### [Work instructions]
Count the lines below that contain the word "baseboard", and reply with only that number.

### [Data provided]
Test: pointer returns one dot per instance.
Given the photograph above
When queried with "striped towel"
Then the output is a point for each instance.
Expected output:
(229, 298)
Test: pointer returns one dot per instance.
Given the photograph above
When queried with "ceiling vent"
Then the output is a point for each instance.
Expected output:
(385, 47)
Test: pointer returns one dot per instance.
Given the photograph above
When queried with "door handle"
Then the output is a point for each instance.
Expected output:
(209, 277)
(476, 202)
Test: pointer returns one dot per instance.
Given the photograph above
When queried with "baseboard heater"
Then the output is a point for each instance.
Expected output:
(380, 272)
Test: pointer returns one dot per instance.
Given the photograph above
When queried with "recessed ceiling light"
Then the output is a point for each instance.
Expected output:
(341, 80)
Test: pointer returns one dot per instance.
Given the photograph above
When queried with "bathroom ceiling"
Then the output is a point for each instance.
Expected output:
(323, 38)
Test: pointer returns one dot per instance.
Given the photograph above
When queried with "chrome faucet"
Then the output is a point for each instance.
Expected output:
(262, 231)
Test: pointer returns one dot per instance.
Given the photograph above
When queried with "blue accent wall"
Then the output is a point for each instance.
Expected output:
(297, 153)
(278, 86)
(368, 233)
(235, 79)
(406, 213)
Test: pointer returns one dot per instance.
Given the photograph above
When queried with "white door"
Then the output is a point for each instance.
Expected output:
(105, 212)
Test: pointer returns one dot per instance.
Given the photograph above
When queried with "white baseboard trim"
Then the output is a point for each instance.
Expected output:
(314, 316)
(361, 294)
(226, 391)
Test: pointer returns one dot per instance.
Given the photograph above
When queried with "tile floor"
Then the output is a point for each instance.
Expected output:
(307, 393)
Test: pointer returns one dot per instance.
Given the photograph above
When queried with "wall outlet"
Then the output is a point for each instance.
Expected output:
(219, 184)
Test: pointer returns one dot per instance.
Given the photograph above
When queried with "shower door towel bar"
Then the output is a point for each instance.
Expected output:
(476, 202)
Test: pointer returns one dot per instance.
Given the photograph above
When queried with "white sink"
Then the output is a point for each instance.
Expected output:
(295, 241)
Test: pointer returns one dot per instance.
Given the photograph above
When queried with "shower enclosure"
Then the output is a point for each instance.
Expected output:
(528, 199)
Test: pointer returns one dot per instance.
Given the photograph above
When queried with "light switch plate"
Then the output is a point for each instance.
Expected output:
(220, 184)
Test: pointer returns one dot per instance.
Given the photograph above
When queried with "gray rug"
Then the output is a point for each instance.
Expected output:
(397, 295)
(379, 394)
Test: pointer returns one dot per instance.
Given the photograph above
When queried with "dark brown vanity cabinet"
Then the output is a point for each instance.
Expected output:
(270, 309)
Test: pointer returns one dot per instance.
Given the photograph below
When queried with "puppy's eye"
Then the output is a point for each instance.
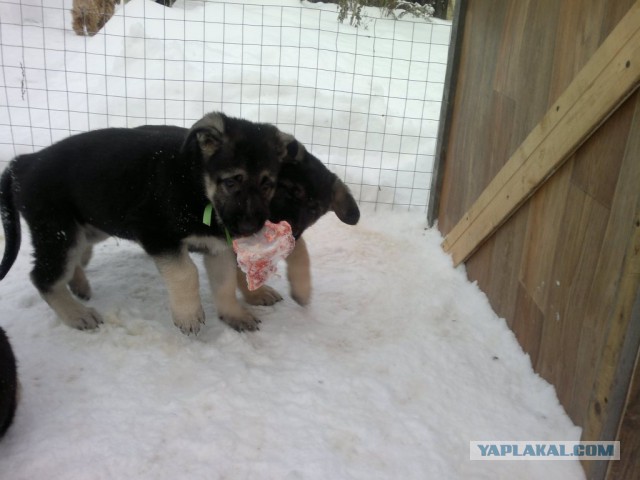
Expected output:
(267, 184)
(229, 182)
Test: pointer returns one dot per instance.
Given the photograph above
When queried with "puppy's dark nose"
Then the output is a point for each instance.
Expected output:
(249, 226)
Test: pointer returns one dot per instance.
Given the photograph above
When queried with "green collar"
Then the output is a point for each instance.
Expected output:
(206, 219)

### [Response to this exercise]
2